*** Opening of RECORDS ***
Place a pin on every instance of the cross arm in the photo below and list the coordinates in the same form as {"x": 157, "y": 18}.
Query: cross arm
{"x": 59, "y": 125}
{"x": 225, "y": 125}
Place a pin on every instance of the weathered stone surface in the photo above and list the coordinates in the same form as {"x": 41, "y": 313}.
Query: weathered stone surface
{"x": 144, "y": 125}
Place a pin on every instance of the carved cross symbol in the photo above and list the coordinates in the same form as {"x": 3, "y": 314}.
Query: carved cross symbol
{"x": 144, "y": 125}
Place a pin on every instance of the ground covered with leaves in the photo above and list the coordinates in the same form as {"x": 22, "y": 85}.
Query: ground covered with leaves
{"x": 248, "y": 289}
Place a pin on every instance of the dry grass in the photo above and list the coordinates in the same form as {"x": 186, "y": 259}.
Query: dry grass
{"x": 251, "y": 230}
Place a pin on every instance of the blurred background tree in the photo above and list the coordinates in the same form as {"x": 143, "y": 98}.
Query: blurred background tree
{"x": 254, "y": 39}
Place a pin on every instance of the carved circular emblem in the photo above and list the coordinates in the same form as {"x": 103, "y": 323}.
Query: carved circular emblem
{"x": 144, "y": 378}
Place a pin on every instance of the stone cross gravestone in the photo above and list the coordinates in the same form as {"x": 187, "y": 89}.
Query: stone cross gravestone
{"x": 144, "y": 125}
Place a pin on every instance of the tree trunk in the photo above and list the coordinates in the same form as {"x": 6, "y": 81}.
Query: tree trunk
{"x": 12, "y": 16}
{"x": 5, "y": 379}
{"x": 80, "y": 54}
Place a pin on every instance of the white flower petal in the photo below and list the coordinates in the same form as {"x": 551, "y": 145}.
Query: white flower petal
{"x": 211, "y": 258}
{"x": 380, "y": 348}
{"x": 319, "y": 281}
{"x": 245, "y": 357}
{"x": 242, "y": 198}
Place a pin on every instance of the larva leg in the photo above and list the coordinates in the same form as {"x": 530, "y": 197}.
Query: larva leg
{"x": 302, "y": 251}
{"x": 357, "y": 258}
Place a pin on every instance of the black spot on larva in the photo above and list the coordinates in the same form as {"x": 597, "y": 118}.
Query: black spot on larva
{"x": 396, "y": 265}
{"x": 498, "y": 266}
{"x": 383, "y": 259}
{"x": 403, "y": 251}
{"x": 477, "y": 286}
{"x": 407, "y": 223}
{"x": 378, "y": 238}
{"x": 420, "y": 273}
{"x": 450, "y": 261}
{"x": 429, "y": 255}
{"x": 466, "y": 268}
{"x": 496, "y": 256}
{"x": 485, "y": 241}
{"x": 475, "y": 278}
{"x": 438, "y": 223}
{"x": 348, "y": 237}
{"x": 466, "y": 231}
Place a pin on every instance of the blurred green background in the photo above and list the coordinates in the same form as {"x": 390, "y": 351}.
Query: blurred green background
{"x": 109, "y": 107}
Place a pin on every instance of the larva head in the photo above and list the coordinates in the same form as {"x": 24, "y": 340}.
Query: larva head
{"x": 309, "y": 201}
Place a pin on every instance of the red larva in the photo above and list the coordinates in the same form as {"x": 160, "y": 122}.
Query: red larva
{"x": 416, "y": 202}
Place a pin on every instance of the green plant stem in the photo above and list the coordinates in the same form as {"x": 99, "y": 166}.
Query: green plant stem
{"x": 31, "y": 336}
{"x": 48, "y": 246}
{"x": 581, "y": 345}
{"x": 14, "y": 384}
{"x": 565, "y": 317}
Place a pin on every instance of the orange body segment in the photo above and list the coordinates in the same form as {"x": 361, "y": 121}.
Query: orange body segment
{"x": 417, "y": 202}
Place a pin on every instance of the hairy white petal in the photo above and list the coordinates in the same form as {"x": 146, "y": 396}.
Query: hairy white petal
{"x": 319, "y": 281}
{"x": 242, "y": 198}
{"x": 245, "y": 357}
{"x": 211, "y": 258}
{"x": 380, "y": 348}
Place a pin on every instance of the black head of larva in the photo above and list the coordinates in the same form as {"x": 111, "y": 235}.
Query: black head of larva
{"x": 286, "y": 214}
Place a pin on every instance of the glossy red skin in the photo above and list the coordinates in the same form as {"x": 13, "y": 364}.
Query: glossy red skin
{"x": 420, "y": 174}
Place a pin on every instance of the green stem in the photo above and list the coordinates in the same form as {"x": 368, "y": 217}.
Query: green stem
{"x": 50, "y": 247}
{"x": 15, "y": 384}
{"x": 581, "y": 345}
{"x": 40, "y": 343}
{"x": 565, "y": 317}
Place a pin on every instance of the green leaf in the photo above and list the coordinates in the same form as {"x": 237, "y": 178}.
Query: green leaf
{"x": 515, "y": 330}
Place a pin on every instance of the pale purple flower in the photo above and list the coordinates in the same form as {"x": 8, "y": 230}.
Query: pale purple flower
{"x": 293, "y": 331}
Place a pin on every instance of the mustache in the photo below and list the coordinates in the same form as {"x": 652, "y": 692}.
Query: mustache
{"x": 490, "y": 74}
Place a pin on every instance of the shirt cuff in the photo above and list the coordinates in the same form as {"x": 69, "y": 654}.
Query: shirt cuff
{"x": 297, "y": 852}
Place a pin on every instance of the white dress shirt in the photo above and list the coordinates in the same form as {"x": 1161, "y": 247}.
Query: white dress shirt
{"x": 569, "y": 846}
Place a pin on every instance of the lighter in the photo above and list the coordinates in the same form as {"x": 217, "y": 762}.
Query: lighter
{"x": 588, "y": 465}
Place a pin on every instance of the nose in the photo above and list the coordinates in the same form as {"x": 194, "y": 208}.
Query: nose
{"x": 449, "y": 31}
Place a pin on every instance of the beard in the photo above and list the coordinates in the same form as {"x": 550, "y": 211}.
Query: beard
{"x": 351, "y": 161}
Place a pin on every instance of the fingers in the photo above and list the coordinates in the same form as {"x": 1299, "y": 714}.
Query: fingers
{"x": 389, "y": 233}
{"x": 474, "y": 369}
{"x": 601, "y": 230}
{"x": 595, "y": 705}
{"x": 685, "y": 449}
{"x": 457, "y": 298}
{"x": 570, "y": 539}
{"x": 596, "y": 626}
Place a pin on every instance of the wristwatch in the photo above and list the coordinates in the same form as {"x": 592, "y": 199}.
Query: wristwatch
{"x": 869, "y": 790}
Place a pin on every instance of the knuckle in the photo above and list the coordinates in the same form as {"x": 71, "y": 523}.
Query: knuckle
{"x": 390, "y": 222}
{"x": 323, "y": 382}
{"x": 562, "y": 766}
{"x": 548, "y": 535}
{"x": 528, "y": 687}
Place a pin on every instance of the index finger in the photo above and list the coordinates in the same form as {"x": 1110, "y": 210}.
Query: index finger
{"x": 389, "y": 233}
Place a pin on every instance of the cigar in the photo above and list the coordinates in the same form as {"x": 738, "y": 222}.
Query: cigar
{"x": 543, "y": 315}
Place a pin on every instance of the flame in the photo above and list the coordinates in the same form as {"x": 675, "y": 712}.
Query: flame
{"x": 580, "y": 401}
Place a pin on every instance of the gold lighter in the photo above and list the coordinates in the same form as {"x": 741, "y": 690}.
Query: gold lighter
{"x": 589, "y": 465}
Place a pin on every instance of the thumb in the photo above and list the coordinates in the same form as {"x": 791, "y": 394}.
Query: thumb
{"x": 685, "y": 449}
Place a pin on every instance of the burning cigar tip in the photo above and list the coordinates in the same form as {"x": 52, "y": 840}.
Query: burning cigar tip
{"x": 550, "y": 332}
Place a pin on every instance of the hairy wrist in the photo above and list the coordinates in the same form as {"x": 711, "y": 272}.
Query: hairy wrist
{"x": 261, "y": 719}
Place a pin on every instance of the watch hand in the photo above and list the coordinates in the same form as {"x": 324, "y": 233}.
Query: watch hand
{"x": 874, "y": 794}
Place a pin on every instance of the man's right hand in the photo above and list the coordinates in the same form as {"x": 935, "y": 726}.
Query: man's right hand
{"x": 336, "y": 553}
*** Close of RECORDS ***
_ABOUT THIS TASK_
Report, for the data above, every line in which the string "below" appears.

_FINISHED TASK_
Place a pin on every instance of the cross arm in the photo below and list the coordinates in the same form as {"x": 157, "y": 18}.
Place a pin on every instance of the white flower petal in the photo below and list the coordinates in the same form as {"x": 551, "y": 145}.
Place a pin on every instance of the mustache in the photo below and list the coordinates in the same form as {"x": 652, "y": 692}.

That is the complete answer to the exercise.